EXCERPT PROVIDED |
1st gear isn't really a big deal. Just a question of different style of pulling away. Within no time at all it becomes second nature - hence my gaffe with the 3L Fiat. 

At the risk of bringing a whole heap of criticism down on my head, I seek to reassure you re your choice of new van. Note: In my opinion - I think the build quality of Hymer is second to none. I am sure you will enjoy the benefits of your new van. Even though we move on to the new there is often regret when parting with the old. 

Commiserations re loss of your C1. 

Sal


----------



## pippin (Nov 15, 2007)

Thanks Malcolm - I will look into it.


----------



## jiwawa (Jun 22, 2007)

I had a software upgrade last week, FOC. 

I'd called to see if mine was on the recall list for oil pump failure which I'd read about online. Mine isn't properly on the system as it was bought in Germany. 

Anyway, he said no to the oil pump but I was due a software update. 

Duly went, had it done, but when I asked what it was supposed to address, he couldn't say! 

I've been away since (not in the van so haven't checked out the stalling start) but I shall ring when I get home, get them to find out.


----------



## emjaiuk (Jun 3, 2005)

In truth Sal you're probably right. after all my wife not having an oven any more, a minuscule fridge without a separate freezer and no kitchen workspace and no full length wardrobe wont effect me (I hope), I've now got a garage!:laugh:

Malcolm


----------



## MyGalSal (Dec 8, 2008)

emjaiuk said:


> In truth Sal you're probably right. after all my wife not having an oven any more, a minuscule fridge without a separate freezer and no kitchen workspace and no full length wardrobe wont effect me (I hope), I've now got a garage!:laugh:
> 
> Malcolm


Hmm, indeed. Got nothing to offer on all those very valid points other than Remoskas are brilliant. Enjoy your garage. 😀

Sal


----------

PROBLEM REQUIREMENTS |
In the forum thread above, why isn't jiwawa's van properly on the system?

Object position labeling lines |
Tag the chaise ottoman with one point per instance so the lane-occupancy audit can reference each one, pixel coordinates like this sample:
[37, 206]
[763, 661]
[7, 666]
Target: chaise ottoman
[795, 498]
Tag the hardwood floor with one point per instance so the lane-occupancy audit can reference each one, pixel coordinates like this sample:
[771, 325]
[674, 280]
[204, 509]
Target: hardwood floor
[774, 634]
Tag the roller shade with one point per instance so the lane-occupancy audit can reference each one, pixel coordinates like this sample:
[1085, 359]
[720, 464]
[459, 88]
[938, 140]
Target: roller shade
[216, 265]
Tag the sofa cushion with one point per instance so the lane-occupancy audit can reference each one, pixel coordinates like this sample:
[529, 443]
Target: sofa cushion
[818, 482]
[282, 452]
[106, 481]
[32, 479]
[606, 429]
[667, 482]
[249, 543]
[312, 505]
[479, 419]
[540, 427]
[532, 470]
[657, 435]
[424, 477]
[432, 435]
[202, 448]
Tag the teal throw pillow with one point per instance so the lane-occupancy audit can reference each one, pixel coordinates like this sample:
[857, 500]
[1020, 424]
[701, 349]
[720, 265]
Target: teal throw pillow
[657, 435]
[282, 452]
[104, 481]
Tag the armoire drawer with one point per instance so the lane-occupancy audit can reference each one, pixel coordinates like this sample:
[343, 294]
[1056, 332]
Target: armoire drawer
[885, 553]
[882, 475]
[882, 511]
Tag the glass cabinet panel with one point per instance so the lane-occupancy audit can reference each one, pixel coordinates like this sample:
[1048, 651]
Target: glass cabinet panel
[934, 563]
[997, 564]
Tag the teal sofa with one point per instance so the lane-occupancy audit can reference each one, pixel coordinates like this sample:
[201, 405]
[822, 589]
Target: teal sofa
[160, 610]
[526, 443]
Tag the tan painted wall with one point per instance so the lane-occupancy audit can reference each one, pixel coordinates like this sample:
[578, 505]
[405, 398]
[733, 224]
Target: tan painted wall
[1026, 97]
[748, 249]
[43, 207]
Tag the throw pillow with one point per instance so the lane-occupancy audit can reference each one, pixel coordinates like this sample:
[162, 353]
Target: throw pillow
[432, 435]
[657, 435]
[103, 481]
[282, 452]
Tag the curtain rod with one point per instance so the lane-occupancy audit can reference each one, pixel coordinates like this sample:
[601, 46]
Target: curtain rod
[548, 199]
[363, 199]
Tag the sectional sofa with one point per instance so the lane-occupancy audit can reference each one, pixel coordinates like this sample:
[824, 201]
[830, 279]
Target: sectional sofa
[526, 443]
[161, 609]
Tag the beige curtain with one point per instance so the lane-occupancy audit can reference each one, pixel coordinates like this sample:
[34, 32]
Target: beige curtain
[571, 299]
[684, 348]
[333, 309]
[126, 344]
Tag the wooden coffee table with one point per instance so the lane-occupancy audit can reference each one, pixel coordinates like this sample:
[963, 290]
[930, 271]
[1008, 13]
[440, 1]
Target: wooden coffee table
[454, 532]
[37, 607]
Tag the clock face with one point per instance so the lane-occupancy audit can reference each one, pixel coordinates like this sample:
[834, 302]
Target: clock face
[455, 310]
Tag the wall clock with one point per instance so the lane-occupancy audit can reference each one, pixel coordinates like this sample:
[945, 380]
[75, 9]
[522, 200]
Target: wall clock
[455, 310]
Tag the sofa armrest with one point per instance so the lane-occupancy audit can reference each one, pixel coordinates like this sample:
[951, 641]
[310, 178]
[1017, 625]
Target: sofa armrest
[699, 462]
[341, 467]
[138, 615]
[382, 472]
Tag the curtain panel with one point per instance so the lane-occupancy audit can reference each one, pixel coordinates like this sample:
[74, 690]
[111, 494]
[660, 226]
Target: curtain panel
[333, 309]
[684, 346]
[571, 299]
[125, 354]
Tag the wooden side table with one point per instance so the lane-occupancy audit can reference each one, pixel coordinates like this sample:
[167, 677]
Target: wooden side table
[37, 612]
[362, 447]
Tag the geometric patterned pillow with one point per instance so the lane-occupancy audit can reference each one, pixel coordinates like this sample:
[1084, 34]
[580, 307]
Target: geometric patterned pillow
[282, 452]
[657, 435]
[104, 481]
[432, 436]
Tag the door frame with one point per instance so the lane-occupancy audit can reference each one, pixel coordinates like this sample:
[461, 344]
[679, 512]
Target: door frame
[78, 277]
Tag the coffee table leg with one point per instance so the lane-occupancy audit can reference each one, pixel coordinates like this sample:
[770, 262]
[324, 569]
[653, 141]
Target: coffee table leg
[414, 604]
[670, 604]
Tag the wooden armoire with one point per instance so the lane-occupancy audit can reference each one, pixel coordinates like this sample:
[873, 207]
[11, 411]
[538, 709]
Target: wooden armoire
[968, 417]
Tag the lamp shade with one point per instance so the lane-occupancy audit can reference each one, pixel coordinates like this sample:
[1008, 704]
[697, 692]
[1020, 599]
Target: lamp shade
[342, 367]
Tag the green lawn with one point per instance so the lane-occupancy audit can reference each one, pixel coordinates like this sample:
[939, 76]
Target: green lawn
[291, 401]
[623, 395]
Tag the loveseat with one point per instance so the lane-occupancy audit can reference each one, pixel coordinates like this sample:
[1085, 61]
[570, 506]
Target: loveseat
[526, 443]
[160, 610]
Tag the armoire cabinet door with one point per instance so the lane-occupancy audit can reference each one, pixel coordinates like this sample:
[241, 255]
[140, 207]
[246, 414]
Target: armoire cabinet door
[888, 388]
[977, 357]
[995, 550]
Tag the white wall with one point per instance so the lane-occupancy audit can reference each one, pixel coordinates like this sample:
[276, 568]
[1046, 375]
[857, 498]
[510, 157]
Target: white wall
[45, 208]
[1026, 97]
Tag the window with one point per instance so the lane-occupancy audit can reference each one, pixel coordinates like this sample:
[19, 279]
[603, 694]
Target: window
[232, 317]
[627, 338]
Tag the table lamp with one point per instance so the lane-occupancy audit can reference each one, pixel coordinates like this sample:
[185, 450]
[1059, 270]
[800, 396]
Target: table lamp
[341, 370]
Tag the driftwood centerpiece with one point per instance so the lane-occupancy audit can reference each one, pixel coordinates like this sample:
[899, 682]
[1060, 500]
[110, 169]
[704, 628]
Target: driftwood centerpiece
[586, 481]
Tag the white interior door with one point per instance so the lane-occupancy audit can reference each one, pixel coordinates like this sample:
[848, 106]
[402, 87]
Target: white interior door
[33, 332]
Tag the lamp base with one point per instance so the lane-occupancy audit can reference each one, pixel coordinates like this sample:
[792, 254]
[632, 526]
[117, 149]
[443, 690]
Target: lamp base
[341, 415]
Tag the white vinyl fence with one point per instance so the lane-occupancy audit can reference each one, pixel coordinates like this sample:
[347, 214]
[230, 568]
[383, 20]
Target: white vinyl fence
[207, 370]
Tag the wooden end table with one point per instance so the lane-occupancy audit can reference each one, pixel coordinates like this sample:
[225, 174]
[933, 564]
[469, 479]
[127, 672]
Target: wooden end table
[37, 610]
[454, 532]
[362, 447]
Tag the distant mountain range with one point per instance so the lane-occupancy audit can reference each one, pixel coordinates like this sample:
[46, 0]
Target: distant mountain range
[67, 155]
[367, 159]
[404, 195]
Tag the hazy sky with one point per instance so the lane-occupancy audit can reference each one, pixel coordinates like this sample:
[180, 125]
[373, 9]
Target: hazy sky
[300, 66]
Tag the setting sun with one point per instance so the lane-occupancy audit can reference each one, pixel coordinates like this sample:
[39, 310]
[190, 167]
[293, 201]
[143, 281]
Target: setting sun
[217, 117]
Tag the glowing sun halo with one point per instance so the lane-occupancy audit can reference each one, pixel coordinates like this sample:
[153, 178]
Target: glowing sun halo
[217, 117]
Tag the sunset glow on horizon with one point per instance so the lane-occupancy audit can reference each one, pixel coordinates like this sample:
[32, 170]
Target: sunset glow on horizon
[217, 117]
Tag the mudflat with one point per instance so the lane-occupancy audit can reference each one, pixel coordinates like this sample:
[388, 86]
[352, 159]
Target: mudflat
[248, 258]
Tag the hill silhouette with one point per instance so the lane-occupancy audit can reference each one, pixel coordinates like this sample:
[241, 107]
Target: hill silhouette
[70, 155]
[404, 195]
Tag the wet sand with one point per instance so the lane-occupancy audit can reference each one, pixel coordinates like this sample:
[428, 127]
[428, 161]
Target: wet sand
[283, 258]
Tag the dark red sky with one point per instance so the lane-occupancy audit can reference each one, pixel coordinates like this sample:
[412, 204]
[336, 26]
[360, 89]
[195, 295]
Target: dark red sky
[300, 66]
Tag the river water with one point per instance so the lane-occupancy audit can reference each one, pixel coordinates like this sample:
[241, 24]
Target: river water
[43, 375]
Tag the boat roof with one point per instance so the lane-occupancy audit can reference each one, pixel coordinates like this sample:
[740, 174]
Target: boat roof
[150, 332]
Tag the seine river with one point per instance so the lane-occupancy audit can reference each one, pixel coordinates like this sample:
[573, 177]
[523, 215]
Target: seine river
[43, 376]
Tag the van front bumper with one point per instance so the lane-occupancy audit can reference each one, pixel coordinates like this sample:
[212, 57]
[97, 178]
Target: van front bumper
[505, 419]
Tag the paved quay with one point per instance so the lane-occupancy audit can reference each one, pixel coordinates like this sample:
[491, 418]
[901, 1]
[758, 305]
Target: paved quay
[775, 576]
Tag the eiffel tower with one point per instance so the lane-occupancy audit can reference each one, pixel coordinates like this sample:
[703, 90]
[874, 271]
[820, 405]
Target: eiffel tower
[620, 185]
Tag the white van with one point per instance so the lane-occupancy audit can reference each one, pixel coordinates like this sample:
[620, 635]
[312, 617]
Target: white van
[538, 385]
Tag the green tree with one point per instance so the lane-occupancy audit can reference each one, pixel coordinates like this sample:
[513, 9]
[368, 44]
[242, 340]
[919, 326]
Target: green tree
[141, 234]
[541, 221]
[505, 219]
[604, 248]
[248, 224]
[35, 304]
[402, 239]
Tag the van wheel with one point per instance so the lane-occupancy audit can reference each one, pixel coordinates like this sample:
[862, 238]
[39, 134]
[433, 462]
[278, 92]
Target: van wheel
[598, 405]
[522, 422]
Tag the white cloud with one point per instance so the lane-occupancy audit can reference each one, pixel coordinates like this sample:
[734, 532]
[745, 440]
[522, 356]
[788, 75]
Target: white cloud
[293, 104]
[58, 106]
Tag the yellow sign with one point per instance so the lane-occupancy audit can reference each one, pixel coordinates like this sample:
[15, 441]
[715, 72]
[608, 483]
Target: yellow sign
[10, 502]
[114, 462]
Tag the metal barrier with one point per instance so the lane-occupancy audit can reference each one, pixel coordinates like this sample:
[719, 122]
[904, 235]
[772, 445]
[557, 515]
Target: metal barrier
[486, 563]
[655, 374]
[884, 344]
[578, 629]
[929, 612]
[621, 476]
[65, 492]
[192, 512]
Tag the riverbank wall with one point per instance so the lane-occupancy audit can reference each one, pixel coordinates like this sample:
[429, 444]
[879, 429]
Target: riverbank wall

RESPONSE TO THE TASK |
It was bought in Germany.